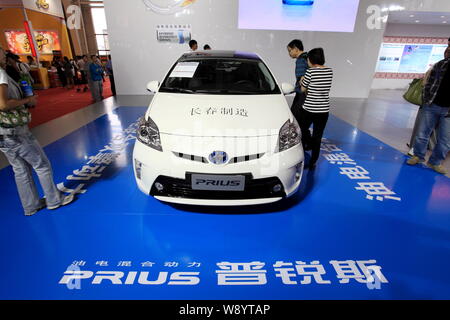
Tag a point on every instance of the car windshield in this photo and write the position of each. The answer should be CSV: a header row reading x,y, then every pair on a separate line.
x,y
220,76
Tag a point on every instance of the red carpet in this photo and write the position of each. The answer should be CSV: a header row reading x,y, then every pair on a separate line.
x,y
56,102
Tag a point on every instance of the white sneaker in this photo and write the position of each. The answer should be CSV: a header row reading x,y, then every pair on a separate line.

## PROBLEM TO SOLVE
Rewrite every entry above with "in this photo" replaced by "in this image" and everything else unchanged, leaving out the pictures.

## TASK RESPONSE
Tag a point on every instance of the car windshield in this image and write the position of each. The answer should be CSV: a header row reading x,y, then every pair on a separate line.
x,y
220,76
Tag a point on every instance of the red carpet in this image and write the position of each. The answer should be CSV: a header row reading x,y, then every pair on a separate line.
x,y
56,102
Tag a point on every instance of the white sneaker in this image and write the position of each. The answer should be CSV: a header row reading x,y, then every pair on a separate line.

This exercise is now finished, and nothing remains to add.